═══ Recorded data
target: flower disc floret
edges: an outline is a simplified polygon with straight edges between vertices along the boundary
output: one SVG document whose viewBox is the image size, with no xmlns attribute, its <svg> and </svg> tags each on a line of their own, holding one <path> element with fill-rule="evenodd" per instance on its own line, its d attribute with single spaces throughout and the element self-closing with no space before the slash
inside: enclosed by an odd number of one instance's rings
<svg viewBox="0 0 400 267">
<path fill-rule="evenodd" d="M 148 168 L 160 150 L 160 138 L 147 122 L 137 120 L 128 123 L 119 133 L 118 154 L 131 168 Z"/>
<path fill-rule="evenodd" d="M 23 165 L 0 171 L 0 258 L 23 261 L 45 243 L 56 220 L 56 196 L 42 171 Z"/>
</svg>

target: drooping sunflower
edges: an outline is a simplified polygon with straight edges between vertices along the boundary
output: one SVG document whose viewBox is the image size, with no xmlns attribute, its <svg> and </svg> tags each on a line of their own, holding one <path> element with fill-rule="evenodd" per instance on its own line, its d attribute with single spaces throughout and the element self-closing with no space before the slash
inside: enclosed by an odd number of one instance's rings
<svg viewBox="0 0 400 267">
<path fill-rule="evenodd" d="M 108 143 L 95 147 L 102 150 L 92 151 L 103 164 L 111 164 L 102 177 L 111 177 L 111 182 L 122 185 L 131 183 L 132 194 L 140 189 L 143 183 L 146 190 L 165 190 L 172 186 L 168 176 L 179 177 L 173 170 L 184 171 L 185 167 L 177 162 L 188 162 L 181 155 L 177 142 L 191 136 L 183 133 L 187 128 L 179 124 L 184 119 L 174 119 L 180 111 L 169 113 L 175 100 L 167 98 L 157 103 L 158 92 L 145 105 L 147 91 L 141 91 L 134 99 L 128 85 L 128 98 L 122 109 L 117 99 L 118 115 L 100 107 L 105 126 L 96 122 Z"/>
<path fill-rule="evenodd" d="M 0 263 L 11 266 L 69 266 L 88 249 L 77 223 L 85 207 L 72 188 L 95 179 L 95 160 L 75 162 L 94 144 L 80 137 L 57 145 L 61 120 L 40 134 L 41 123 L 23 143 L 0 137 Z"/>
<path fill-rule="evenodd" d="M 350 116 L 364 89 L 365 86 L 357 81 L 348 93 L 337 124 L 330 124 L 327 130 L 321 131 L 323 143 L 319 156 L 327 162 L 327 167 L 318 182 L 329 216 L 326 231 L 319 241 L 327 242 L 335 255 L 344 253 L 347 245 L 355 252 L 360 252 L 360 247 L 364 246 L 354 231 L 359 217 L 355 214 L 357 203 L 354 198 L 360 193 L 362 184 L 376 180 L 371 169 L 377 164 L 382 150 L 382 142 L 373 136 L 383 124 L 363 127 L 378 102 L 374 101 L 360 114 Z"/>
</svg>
══════
Assignment: Note every line of the entries in which "target" appears, and copy it down.

Solution to this task:
target: flower disc floret
target: drooping sunflower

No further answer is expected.